# [REQUEST A]
Put the rows below into a numbered list, leaving out any blank lines. Begin at the row that contains "Exercise. Point to the calm" and stop after the last row.

# [PASSAGE GIVEN]

..............................

Re: [Lsf-pc] Linux kernel impact on PostgreSQL performance

From: Hannu Krosing <hannu(at)2ndQuadrant(dot)com>
To: Dave Chinner <david(at)fromorbit(dot)com>, Robert Haas <robertmhaas(at)gmail(dot)com>
Cc: Jeff Janes <jeff(dot)janes(at)gmail(dot)com>, Jim Nasby <jim(at)nasby(dot)net>, Claudio Freire <klaussfreire(at)gmail(dot)com>, Josh Berkus <josh(at)agliodbs(dot)com>, Kevin Grittner <kgrittn(at)ymail(dot)com>, "pgsql-hackers(at)postgresql(dot)org" <pgsql-hackers(at)postgresql(dot)org>, Joshua Drake <jd(at)commandprompt(dot)com>, Mel Gorman <mgorman(at)suse(dot)de>, Tom Lane <tgl(at)sss(dot)pgh(dot)pa(dot)us>, "lsf-pc(at)lists(dot)linux-foundation(dot)org" <lsf-pc(at)lists(dot)linux-foundation(dot)org>, Magnus Hagander <magnus(at)hagander(dot)net>
Subject: Re: [Lsf-pc] Linux kernel impact on PostgreSQL performance
Date: 2014-01-17 16:18:42
Message-ID: 52D957E2.4040701@2ndQuadrant.com
Views: Raw Message | Whole Thread | Download mbox | Resend email
Thread:
Lists: pgsql-hackers

On 01/17/2014 06:40 AM, Dave Chinner wrote:
> On Thu, Jan 16, 2014 at 08:48:24PM -0500, Robert Haas wrote:
>> On Thu, Jan 16, 2014 at 7:31 PM, Dave Chinner <david(at)fromorbit(dot)com> wrote:
>>> But there's something here that I'm not getting - you're talking
>>> about a data set that you want ot keep cache resident that is at
>>> least an order of magnitude larger than the cyclic 5-15 minute WAL
>>> dataset that ongoing operations need to manage to avoid IO storms.

..............................

# [MATERIAL]
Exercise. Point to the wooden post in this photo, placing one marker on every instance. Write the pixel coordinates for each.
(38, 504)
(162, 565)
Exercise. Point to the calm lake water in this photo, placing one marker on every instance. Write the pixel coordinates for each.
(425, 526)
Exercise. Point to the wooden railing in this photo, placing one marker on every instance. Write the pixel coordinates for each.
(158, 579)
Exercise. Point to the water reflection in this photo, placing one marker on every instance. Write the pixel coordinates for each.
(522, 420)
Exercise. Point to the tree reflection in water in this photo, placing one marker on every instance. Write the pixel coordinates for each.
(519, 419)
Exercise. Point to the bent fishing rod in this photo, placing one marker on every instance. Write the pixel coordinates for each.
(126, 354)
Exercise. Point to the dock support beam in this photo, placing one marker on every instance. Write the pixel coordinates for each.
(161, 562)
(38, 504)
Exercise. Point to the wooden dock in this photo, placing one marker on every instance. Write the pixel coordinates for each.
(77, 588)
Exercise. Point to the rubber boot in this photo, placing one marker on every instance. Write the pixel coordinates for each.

..............................

# [REQUEST B]
In the mailing list message, how long is the cyclic WAL dataset described in the quoted remark?

# [FULL OUTPUT A]
1. Exercise. Point to the calm lake water in this photo, placing one marker on every instance. Write the pixel coordinates for each.
2. (425, 526)
3. Exercise. Point to the wooden railing in this photo, placing one marker on every instance. Write the pixel coordinates for each.
4. (158, 579)
5. Exercise. Point to the water reflection in this photo, placing one marker on every instance. Write the pixel coordinates for each.
6. (522, 420)
7. Exercise. Point to the tree reflection in water in this photo, placing one marker on every instance. Write the pixel coordinates for each.
8. (519, 419)
9. Exercise. Point to the bent fishing rod in this photo, placing one marker on every instance. Write the pixel coordinates for each.
10. (126, 354)
11. Exercise. Point to the dock support beam in this photo, placing one marker on every instance. Write the pixel coordinates for each.
12. (161, 562)
13. (38, 504)
14. Exercise. Point to the wooden dock in this photo, placing one marker on every instance. Write the pixel coordinates for each.
15. (77, 588)
16. Exercise. Point to the rubber boot in this photo, placing one marker on every instance. Write the pixel coordinates for each.

# [FULL OUTPUT B]
5-15 minutes